# Short exercise:
Repeat exactly the lines from the line containing "The function MUST return, for every instance of the grass, a" to the last line of the listing, including both.

# Entries shown:
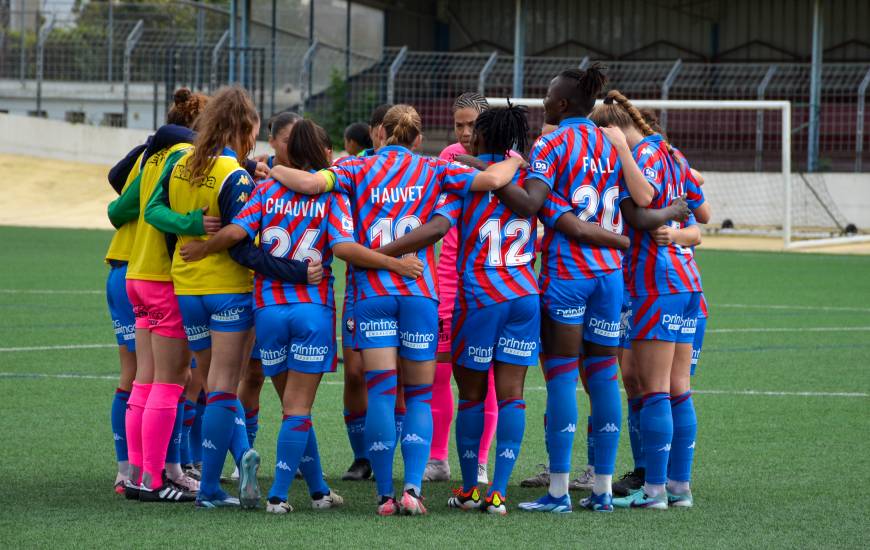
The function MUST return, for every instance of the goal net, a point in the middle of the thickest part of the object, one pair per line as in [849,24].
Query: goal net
[743,148]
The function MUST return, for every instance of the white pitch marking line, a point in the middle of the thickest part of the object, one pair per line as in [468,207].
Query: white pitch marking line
[714,305]
[800,308]
[532,388]
[788,329]
[47,291]
[52,348]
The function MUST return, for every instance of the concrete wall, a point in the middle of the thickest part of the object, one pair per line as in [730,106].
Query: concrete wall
[744,197]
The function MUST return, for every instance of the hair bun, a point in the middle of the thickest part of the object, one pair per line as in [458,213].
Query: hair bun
[182,95]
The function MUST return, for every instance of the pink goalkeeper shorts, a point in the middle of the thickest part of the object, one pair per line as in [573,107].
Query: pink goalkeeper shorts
[156,307]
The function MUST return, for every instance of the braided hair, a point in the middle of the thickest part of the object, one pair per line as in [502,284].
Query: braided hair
[588,85]
[471,100]
[618,111]
[503,129]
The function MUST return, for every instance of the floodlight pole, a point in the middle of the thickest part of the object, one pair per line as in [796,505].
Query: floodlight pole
[519,47]
[815,88]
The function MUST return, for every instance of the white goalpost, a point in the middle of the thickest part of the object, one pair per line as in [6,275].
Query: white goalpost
[818,221]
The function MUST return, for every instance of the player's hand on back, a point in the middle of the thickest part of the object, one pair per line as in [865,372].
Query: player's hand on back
[662,236]
[315,272]
[615,135]
[194,250]
[680,209]
[262,170]
[211,224]
[410,266]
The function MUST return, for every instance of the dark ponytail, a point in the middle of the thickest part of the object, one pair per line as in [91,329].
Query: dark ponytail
[588,85]
[305,146]
[503,129]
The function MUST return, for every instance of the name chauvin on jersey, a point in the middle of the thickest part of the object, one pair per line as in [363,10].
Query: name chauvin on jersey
[597,165]
[295,208]
[396,194]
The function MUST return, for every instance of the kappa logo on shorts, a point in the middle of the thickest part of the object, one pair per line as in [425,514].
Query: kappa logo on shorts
[231,314]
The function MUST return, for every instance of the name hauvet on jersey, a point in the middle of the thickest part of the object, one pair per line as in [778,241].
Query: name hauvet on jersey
[293,207]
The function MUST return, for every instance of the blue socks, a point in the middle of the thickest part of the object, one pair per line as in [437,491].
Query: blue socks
[561,374]
[656,430]
[509,436]
[590,441]
[400,422]
[252,424]
[239,443]
[292,442]
[356,433]
[218,423]
[606,402]
[119,426]
[416,434]
[634,406]
[469,429]
[187,424]
[312,470]
[196,430]
[380,427]
[685,431]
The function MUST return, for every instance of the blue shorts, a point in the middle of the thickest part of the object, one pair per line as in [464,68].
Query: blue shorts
[120,308]
[508,332]
[593,303]
[348,323]
[409,323]
[667,317]
[220,312]
[698,342]
[298,337]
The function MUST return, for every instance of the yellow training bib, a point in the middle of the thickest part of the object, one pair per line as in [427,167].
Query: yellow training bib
[149,258]
[122,241]
[216,273]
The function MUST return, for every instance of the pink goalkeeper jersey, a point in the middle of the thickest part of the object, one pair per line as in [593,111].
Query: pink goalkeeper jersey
[448,278]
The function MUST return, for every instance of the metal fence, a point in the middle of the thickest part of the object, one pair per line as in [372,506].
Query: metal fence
[186,43]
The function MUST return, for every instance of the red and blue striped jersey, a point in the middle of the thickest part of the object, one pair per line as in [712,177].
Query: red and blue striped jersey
[496,254]
[299,227]
[653,270]
[694,193]
[583,171]
[392,193]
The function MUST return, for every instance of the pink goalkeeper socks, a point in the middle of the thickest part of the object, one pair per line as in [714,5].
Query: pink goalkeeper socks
[133,427]
[490,420]
[158,421]
[442,411]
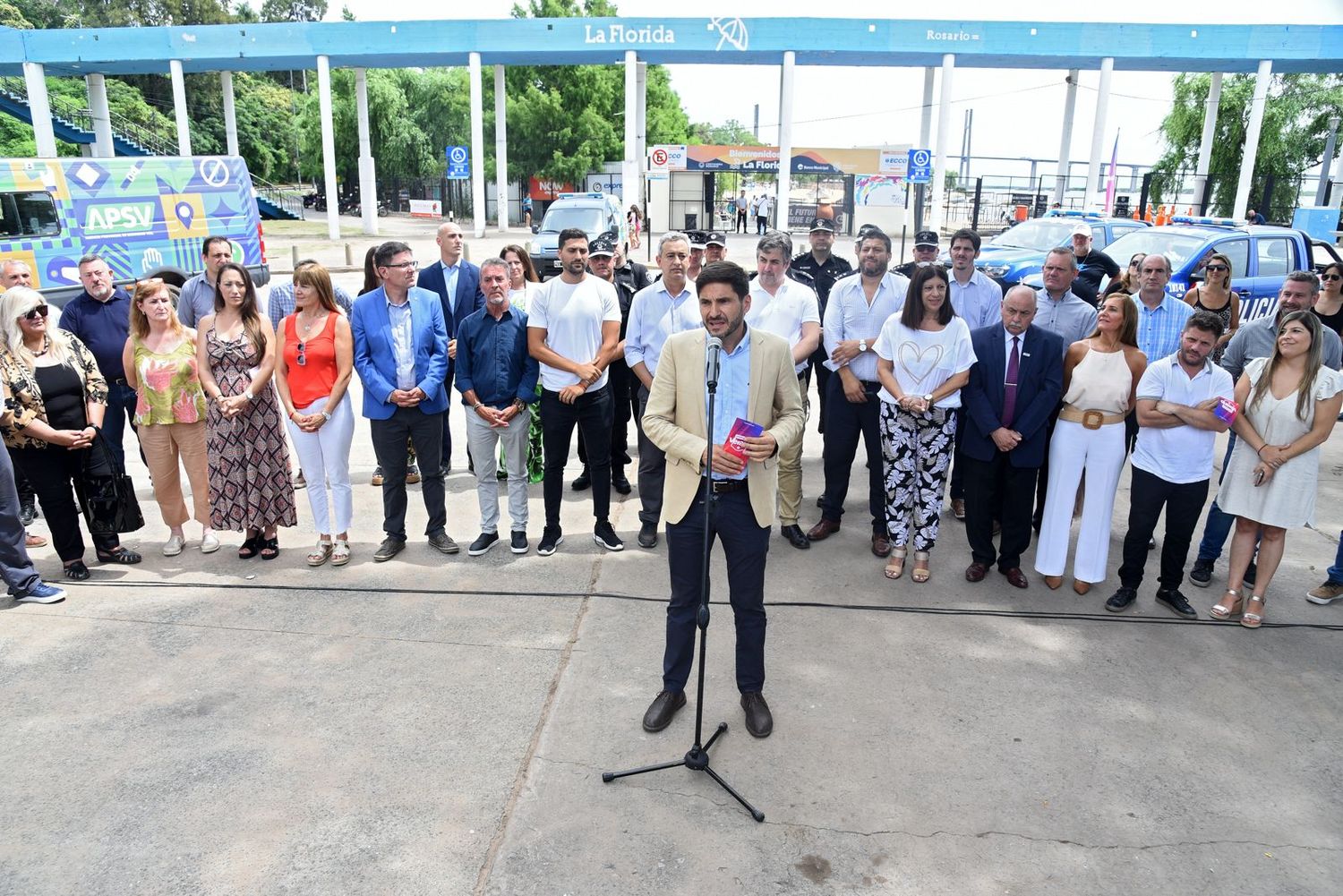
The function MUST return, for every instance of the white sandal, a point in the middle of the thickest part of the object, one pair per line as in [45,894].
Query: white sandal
[320,554]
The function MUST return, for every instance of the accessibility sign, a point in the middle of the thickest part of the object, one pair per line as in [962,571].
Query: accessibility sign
[458,163]
[920,166]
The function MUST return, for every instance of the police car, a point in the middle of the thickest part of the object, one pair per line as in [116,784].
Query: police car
[595,214]
[1020,252]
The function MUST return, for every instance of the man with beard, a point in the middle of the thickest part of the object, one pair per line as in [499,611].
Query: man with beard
[859,306]
[1173,461]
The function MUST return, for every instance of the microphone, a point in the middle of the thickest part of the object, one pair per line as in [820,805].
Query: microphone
[712,354]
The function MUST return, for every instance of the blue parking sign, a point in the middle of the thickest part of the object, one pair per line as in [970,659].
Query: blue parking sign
[920,166]
[458,163]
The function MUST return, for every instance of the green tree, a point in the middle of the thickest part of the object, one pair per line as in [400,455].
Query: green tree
[1291,142]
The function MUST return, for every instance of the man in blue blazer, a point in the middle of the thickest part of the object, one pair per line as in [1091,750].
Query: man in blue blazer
[400,354]
[1014,386]
[458,285]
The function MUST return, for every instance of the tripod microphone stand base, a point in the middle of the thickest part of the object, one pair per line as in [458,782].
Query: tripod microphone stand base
[697,759]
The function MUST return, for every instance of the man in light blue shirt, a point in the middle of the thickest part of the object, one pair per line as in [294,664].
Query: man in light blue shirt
[657,311]
[859,306]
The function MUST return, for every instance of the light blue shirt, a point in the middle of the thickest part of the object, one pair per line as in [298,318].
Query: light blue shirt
[979,301]
[849,316]
[733,397]
[655,314]
[403,343]
[1159,329]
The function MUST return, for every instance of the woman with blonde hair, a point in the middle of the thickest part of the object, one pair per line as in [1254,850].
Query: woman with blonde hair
[250,488]
[1214,294]
[316,359]
[58,399]
[1100,383]
[160,364]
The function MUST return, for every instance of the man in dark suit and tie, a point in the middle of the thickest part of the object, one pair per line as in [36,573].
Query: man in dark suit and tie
[1013,388]
[458,285]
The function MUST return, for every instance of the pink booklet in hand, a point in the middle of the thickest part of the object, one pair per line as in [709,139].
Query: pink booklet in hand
[740,430]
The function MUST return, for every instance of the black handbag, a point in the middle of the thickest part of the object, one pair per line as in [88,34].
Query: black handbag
[109,501]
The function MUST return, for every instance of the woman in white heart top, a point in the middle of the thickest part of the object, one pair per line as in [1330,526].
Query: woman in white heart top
[924,359]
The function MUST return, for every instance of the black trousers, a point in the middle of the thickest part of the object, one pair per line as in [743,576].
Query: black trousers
[56,476]
[593,413]
[997,491]
[426,434]
[1184,506]
[846,424]
[744,546]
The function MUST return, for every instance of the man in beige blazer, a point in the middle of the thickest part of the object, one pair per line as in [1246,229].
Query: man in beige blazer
[757,383]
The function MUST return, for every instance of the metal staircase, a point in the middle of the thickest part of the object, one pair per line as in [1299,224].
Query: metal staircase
[73,123]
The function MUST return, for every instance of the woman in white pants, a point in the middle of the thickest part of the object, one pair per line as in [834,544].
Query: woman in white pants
[1100,379]
[316,362]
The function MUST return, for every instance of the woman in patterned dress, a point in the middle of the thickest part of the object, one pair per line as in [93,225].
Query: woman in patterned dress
[250,487]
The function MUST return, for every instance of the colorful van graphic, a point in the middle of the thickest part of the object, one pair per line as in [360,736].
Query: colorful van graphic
[145,217]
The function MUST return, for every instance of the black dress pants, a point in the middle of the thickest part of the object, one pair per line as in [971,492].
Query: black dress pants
[1184,506]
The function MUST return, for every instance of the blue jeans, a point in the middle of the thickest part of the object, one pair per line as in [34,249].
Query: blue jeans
[1337,570]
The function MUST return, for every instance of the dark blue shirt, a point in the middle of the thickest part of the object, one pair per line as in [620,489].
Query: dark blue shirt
[492,357]
[102,327]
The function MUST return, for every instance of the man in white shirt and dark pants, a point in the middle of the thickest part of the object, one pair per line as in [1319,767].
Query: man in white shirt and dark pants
[786,308]
[574,330]
[1173,460]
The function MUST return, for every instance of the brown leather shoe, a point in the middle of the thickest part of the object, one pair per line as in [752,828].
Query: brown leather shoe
[663,710]
[824,530]
[759,721]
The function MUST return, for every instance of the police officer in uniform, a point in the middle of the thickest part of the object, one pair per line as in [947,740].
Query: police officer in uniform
[824,269]
[926,252]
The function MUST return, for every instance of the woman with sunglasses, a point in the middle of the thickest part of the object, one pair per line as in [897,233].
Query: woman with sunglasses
[58,397]
[316,362]
[250,488]
[1330,305]
[1214,294]
[160,365]
[1127,281]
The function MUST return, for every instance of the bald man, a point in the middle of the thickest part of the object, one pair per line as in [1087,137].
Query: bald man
[458,285]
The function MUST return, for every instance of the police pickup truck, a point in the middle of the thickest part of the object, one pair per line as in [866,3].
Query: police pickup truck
[1262,255]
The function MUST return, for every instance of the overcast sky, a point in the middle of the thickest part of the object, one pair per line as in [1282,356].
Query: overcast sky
[1015,113]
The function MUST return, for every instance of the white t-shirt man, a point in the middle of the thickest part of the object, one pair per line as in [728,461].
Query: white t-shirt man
[571,316]
[784,311]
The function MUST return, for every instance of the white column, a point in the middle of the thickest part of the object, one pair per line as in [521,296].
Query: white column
[1065,140]
[1093,198]
[367,179]
[1252,132]
[629,166]
[939,161]
[324,99]
[226,85]
[781,204]
[477,147]
[179,107]
[97,90]
[500,149]
[40,109]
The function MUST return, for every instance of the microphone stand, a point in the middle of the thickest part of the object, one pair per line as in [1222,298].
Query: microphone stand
[697,758]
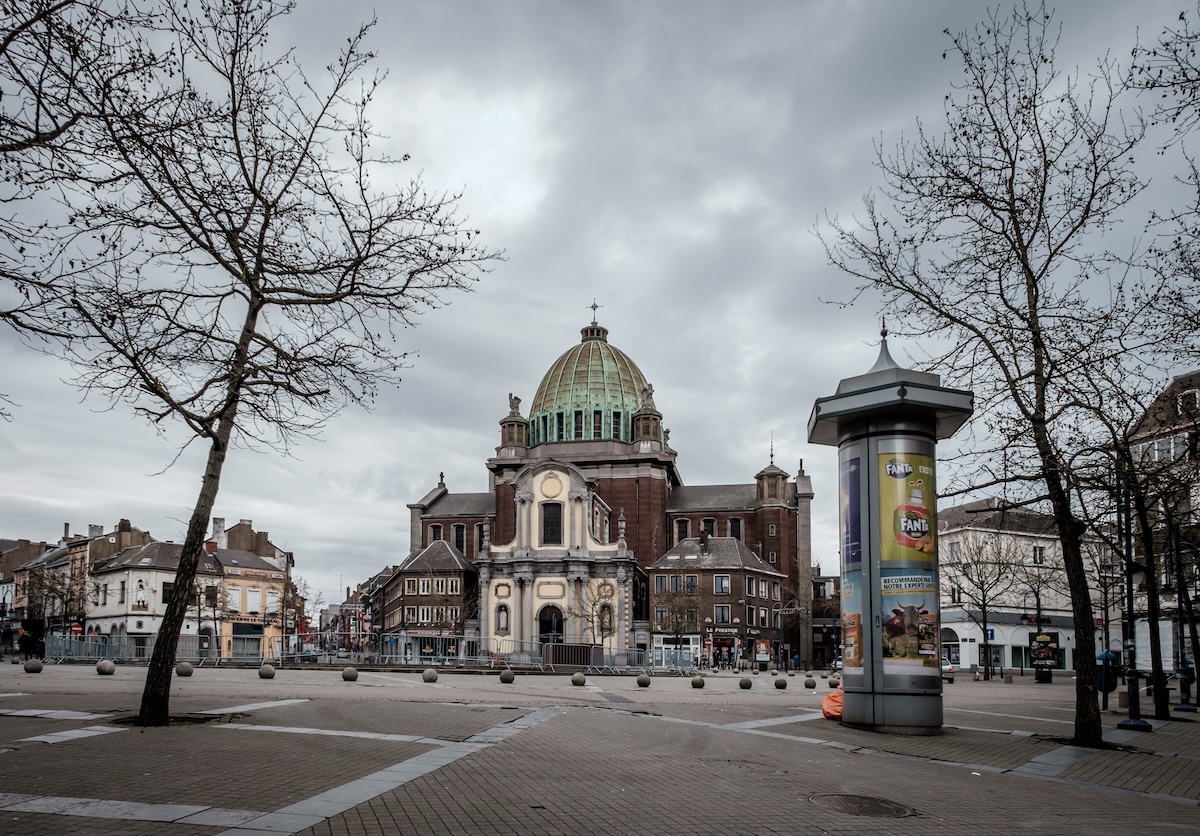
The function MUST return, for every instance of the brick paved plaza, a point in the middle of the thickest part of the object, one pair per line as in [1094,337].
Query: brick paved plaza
[307,752]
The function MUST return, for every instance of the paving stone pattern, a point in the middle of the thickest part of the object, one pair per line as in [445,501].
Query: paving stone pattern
[389,755]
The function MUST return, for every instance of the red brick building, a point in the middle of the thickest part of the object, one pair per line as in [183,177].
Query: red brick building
[616,503]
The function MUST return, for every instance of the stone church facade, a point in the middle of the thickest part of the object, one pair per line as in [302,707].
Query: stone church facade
[585,494]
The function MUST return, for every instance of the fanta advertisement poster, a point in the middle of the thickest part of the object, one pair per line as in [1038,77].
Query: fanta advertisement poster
[911,615]
[907,510]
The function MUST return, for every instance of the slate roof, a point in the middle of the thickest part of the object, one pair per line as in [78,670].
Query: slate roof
[437,557]
[166,557]
[991,515]
[462,505]
[721,553]
[685,499]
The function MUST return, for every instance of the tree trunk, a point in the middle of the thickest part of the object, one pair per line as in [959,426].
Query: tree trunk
[1089,728]
[156,696]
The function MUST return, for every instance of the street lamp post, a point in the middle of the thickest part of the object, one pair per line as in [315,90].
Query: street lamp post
[1182,665]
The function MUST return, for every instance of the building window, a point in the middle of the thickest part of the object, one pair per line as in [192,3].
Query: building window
[551,523]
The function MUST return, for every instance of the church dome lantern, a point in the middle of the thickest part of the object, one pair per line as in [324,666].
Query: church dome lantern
[591,394]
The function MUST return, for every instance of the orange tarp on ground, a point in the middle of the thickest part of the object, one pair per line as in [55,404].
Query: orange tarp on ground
[831,707]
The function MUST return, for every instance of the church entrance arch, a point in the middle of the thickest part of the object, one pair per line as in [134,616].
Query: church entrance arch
[550,625]
[951,648]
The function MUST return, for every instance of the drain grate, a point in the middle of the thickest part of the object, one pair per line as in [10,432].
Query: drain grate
[862,805]
[739,768]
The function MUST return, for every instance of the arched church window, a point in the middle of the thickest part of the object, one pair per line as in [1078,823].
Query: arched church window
[551,523]
[605,620]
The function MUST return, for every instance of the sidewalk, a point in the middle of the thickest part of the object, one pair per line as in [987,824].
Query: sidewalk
[310,753]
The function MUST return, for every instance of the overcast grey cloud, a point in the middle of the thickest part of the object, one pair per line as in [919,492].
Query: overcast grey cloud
[667,160]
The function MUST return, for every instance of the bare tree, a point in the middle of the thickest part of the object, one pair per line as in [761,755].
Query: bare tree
[985,251]
[229,264]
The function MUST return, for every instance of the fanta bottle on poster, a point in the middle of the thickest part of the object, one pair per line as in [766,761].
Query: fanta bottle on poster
[911,521]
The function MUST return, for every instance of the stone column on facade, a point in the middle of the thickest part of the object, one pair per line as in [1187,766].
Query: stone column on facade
[523,507]
[624,609]
[486,619]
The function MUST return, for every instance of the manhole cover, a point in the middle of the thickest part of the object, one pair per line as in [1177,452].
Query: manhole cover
[862,805]
[739,768]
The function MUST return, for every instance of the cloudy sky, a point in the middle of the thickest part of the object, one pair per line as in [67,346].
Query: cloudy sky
[669,160]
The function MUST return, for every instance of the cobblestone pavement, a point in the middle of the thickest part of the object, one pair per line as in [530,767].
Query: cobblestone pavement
[306,752]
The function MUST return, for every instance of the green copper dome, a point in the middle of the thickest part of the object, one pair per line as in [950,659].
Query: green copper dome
[589,394]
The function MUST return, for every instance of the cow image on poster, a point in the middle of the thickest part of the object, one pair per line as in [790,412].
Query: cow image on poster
[900,631]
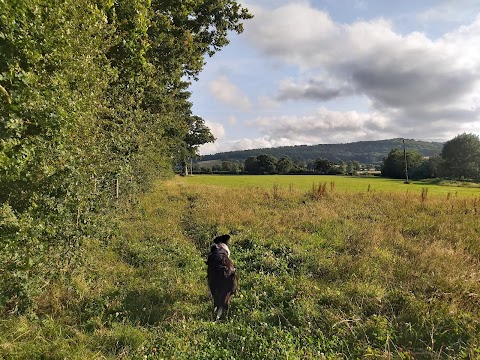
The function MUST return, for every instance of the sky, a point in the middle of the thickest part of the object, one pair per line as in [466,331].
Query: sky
[339,71]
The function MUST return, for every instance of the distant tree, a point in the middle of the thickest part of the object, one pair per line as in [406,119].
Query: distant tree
[231,167]
[323,166]
[461,156]
[394,164]
[197,134]
[284,165]
[267,164]
[349,168]
[428,169]
[251,165]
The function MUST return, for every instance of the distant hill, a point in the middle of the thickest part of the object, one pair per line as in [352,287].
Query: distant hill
[367,152]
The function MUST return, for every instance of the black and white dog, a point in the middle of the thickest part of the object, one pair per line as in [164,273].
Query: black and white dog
[221,274]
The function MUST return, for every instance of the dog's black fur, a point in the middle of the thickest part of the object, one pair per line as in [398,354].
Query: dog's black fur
[222,276]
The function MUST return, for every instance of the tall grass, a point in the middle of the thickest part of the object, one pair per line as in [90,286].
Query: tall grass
[323,273]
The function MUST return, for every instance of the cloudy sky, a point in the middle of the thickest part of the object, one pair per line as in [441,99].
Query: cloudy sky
[336,71]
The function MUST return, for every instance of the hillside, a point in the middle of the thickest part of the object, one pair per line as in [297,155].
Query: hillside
[362,151]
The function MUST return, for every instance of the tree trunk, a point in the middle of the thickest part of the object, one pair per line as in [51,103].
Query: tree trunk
[184,168]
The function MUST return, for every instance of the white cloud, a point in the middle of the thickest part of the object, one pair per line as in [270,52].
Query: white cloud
[450,11]
[325,126]
[413,82]
[228,93]
[242,144]
[216,129]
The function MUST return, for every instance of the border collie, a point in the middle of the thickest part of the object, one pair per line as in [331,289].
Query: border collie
[221,274]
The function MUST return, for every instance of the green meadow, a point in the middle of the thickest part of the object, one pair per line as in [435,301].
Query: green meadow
[341,183]
[325,272]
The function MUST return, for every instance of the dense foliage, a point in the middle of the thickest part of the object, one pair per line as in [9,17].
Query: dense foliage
[459,159]
[349,273]
[461,156]
[94,106]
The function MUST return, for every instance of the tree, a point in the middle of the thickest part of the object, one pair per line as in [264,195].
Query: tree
[91,92]
[393,165]
[251,165]
[323,166]
[197,134]
[284,165]
[266,164]
[461,156]
[430,168]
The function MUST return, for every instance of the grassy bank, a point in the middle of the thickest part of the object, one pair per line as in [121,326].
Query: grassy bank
[324,273]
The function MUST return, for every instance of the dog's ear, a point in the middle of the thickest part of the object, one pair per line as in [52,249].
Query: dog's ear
[222,238]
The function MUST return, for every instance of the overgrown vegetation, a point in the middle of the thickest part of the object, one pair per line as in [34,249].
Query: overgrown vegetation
[94,107]
[323,274]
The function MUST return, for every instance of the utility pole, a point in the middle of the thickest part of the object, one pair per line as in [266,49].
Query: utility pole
[405,156]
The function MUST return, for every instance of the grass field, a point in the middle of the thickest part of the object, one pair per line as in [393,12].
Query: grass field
[325,273]
[342,183]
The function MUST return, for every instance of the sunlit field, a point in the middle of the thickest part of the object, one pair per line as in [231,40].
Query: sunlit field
[325,272]
[340,183]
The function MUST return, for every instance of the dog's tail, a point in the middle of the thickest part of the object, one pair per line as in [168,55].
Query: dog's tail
[220,311]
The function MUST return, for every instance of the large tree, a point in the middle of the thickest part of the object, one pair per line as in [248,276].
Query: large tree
[461,156]
[393,165]
[94,102]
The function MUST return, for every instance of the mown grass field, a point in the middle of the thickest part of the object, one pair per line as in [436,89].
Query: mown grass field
[342,183]
[325,273]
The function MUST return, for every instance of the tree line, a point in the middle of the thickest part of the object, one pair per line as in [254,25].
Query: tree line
[366,152]
[267,164]
[459,159]
[94,106]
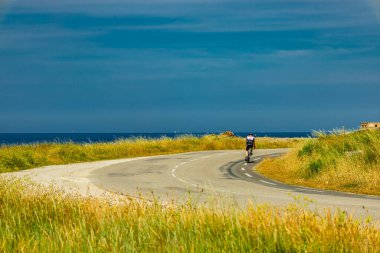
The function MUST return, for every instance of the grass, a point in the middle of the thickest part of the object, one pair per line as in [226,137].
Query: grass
[340,161]
[14,158]
[48,222]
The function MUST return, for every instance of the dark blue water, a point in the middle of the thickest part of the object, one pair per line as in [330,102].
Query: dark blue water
[18,138]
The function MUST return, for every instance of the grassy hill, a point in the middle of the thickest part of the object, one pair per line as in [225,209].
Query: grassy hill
[13,158]
[341,161]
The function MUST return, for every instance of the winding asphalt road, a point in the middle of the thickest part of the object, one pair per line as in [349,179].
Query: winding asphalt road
[215,175]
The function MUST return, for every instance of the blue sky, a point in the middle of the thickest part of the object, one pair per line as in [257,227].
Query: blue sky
[210,65]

# Written response:
The function MUST return, for every instance of the grass, a point in the middle of the thickest part of the object, one pair per line as in [226,137].
Query: grass
[340,161]
[14,158]
[48,222]
The function MUST return, for every instance of the dark blue water, a point in the middle of the thickest part of the object, one pair per line as in [330,102].
Query: dark blue water
[18,138]
The function MUST return, for every instance of the grassy hill, a point in the middle of the thickest part of the object, one pair per line as in [225,209].
Query: grassy hill
[13,158]
[341,161]
The function MUST return, for every instance of the winding asphalt road, a point in the middle of the thickest part of the object, one pair per line as in [349,179].
Query: winding asphalt road
[215,175]
The function MUST return, for every instance of the blue sky, a point in the middle of the thickest part of the object, one pair per line as in [257,227].
Query: blue sky
[210,65]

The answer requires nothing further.